• Extracto del documento
“A Barcelona le cuesta mucho reconocer el talento y en ocasiones prefiere apostar por la mediocridad”
Espero a Rafael Argullol en el Café del Centre de la calle Girona, uno de los pocos locales del Eixample de Barcelona que han escapado de la parquetematización y mantienen su aire de finales del siglo XIX. Es lunes a mediodía y hemos quedado para hablar de su último libro, Mi Gaudí espectral (Acantilado), donde a lo largo de setenta páginas traza una narración sobre el genio de La Pedrera, quien se aparece a lo largo de los textos mientras Barcelona se transforma y la Sagrada Familia se encamina a ser un símbolo mundial que encierra muchas paradojas.
Algo que me ha parecido muy interesante de tu relación con el Gaudí espectral es que al evolucionar de la infancia hasta la actualidad permite recorrer la evolución durante todo este tiempo de la ciudad de Barcelona y su apreciación con ciertos símbolos actuales.

• Tareas del ejercicio
1. Traduce al inglés esta oración del texto sobre Rafael Argullol: "A Barcelona le cuesta mucho reconocer el talento y en ocasiones prefiere apostar por la mediocridad".
2. Responde con datos del texto sobre Rafael Argullol:
(a) ¿En qué café se espera a Rafael Argullol?
(b) ¿Qué editorial publica Mi Gaudí espectral?
(c) Según el título, ¿por qué prefiere apostar Barcelona en ocasiones?
3. Por favor, copia el fragmento del texto sobre Rafael Argullol que empieza en "Algo que me" y termina en "ciertos símbolos actuales.".
Usa únicamente el texto sobre Rafael Argullol.

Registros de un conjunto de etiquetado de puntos
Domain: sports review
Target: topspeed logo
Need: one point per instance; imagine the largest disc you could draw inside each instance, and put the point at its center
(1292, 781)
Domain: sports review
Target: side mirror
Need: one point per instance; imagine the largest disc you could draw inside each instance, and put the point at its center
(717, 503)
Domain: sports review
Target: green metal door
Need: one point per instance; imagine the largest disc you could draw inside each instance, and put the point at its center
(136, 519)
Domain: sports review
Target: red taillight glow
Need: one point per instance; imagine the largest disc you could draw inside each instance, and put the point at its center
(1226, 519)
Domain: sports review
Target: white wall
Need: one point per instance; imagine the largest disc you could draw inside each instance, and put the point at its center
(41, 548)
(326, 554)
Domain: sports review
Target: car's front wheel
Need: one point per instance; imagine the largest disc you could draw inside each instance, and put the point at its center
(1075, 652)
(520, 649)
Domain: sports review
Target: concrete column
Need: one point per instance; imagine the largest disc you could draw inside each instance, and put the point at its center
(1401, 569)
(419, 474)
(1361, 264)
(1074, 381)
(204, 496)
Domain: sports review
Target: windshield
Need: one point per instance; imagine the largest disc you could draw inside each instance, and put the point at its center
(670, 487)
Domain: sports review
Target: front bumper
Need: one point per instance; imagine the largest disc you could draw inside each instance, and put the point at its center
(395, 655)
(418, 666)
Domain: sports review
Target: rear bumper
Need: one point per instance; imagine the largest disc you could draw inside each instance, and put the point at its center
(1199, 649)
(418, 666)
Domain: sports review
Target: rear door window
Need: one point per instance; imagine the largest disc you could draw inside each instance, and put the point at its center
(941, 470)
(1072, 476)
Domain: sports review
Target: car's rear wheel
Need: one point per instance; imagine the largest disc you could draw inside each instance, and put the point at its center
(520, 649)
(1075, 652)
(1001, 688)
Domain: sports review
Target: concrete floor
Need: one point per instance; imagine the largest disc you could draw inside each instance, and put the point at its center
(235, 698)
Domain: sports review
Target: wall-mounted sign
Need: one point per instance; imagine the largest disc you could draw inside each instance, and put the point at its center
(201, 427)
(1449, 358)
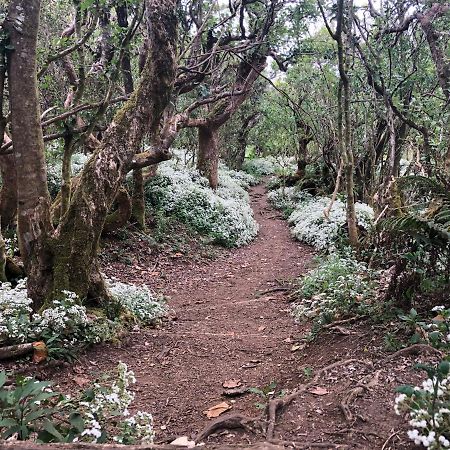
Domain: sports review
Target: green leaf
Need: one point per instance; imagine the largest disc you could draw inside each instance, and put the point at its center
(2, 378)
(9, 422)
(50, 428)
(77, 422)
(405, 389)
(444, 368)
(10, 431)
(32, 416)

• Respuestas
1. Barcelona finds it very hard to recognize talent and sometimes prefers to bet on mediocrity.

2.
(a) En el Café del Centre de la calle Girona.
(b) Acantilado.
(c) Por la mediocridad.

3.
Algo que me ha parecido muy interesante de tu relación con el Gaudí espectral es que al evolucionar de la infancia hasta la actualidad permite recorrer la evolución durante todo este tiempo de la ciudad de Barcelona y su apreciación con ciertos símbolos actuales.